Extrait du document:
▼▼▼

Rentrée théâtrale : Mathilda May entre dans la danse avec Open space
Open space De et mise en scène de Mathilda May Avec Stéphanie Barreau, Agathe Cemin, Gabriel Dermidjian, Loup-Denis Élion, Gil Galliot, Emmanuel Jeantet, Dédeine Volk-Leonovitch Tarif : 28 à 36 € Durée : 1h30 Théâtre du Rond-Point M° Franklin Roosevelt ou Champs-Élysées Clémenceau |
Mathilda May faisait ses premiers pas de metteur en scène en 2013 avec Open space. De retour sur les planches du Théâtre du Rond-Point, ce spectacle sans texte, à la croisée de la danse et du théâtre, dresse, avec une étonnante sagacité, un tableau sans complaisance de cette comédie humaine à l’œuvre dans les espaces de travail ouverts.

▲▲▲

Objectifs:
a – D'après l'article sur Open space, pourquoi ce spectacle relève-t-il aussi de la danse ? Répondez en une à trois phrases.
b – Recopiez à l'identique le passage de l'article sur Open space qui va de « Rentrée théâtrale : Mathilda » jusqu'à « de travail ouverts. » inclus.

Données d'annotation par points:

▼▼▼

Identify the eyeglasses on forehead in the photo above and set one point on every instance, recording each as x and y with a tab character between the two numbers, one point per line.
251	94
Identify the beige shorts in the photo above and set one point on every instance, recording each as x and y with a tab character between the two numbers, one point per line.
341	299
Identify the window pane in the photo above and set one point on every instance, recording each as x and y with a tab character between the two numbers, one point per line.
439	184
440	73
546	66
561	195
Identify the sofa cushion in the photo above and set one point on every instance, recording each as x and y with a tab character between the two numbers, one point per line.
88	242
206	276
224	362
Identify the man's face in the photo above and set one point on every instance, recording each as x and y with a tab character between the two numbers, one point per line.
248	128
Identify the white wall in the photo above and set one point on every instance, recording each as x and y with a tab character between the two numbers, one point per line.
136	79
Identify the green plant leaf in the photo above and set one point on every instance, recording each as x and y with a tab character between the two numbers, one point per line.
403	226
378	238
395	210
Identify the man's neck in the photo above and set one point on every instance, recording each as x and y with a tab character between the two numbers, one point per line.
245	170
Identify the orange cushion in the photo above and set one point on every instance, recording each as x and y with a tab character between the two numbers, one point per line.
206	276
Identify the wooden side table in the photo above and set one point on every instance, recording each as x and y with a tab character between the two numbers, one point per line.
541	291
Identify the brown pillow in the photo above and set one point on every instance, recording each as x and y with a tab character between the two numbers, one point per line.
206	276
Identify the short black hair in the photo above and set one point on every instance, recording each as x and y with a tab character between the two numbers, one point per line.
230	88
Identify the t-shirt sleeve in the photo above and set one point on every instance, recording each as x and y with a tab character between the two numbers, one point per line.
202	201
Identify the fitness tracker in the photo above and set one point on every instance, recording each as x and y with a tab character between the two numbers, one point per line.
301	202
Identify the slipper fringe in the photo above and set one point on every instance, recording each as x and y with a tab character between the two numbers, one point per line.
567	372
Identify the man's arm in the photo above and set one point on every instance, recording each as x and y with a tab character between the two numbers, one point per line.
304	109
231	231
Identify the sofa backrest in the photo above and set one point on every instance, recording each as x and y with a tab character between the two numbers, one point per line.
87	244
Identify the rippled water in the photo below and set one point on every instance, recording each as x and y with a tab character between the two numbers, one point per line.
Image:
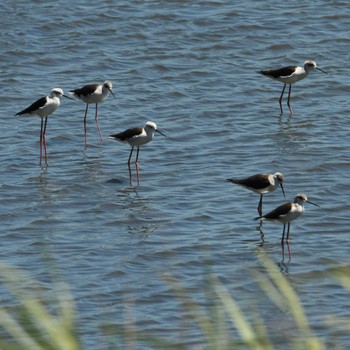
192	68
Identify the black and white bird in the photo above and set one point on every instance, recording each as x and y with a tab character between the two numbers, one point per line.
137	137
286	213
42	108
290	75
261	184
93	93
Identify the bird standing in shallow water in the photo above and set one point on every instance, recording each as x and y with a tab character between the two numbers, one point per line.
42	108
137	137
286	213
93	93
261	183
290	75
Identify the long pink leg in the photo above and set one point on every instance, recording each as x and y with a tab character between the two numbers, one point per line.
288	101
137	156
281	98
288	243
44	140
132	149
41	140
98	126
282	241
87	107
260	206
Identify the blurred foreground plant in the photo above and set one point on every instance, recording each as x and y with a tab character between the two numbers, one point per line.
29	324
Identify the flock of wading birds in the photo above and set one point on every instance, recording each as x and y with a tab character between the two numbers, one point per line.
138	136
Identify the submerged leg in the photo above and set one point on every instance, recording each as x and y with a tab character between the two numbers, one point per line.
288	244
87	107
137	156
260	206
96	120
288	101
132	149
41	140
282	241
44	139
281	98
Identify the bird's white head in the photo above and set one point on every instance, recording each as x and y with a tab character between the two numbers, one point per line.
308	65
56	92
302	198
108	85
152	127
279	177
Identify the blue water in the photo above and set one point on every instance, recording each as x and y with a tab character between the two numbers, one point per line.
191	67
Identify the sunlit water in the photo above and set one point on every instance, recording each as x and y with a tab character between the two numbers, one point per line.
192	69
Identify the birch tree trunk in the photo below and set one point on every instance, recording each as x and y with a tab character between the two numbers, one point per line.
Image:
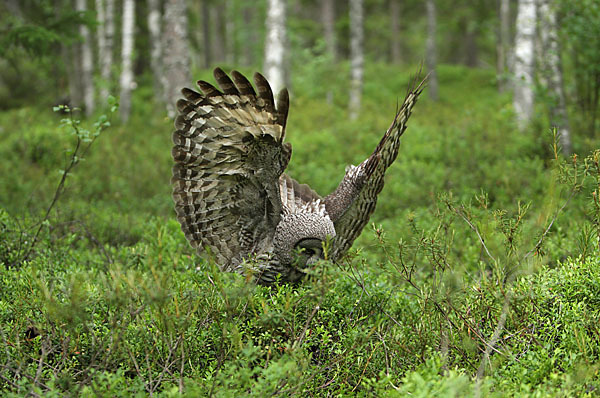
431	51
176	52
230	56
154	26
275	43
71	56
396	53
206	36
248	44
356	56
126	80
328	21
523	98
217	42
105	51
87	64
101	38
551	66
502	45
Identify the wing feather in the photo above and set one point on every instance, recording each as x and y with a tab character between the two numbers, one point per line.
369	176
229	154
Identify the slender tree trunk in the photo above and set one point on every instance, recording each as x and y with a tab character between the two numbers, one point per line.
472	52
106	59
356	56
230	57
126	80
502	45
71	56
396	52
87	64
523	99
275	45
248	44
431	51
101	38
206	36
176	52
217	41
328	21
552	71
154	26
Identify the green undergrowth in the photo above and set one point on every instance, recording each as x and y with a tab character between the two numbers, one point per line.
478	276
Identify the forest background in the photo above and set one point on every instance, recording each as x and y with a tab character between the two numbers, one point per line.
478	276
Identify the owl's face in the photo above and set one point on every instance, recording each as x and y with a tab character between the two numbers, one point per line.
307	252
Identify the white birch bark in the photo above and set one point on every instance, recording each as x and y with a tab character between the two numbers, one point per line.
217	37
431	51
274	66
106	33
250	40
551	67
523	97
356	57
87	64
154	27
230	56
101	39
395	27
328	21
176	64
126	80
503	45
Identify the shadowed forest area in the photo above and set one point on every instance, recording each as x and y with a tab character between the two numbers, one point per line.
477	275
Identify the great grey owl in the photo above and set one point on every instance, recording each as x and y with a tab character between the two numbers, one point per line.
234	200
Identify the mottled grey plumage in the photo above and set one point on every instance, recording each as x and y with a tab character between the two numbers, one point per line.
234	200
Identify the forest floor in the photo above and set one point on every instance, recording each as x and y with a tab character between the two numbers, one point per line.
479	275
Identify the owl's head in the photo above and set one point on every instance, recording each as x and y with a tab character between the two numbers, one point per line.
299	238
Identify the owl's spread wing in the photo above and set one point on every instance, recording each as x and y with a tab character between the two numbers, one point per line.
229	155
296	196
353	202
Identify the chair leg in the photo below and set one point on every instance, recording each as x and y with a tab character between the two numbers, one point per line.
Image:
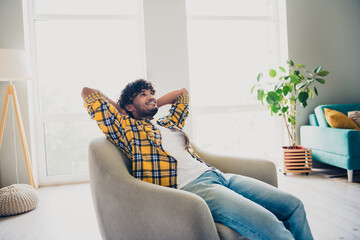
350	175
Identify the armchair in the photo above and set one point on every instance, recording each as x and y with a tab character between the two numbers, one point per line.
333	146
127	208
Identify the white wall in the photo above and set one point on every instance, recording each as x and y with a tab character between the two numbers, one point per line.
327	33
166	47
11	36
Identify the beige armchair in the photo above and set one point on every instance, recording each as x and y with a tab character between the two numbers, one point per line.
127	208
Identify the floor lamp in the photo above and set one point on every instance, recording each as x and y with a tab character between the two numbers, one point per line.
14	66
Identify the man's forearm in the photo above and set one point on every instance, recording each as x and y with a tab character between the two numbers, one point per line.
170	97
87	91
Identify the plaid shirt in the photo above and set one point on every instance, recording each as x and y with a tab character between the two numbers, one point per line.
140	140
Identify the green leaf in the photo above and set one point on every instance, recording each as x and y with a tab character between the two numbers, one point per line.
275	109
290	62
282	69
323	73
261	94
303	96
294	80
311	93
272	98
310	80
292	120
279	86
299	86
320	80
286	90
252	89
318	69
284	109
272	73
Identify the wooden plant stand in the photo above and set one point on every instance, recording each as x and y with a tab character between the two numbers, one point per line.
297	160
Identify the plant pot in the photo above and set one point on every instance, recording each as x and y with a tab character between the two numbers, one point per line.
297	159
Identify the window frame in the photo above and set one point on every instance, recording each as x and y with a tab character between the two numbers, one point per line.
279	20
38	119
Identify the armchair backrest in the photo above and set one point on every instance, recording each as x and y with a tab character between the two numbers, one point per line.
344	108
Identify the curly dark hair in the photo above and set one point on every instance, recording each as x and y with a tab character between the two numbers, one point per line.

▲▲▲

Corrigé:
a – Open space est un spectacle sans texte. Il se situe à la croisée de la danse et du théâtre.

b –
Rentrée théâtrale : Mathilda May entre dans la danse avec Open space
Open space De et mise en scène de Mathilda May Avec Stéphanie Barreau, Agathe Cemin, Gabriel Dermidjian, Loup-Denis Élion, Gil Galliot, Emmanuel Jeantet, Dédeine Volk-Leonovitch Tarif : 28 à 36 € Durée : 1h30 Théâtre du Rond-Point M° Franklin Roosevelt ou Champs-Élysées Clémenceau |
Mathilda May faisait ses premiers pas de metteur en scène en 2013 avec Open space. De retour sur les planches du Théâtre du Rond-Point, ce spectacle sans texte, à la croisée de la danse et du théâtre, dresse, avec une étonnante sagacité, un tableau sans complaisance de cette comédie humaine à l’œuvre dans les espaces de travail ouverts.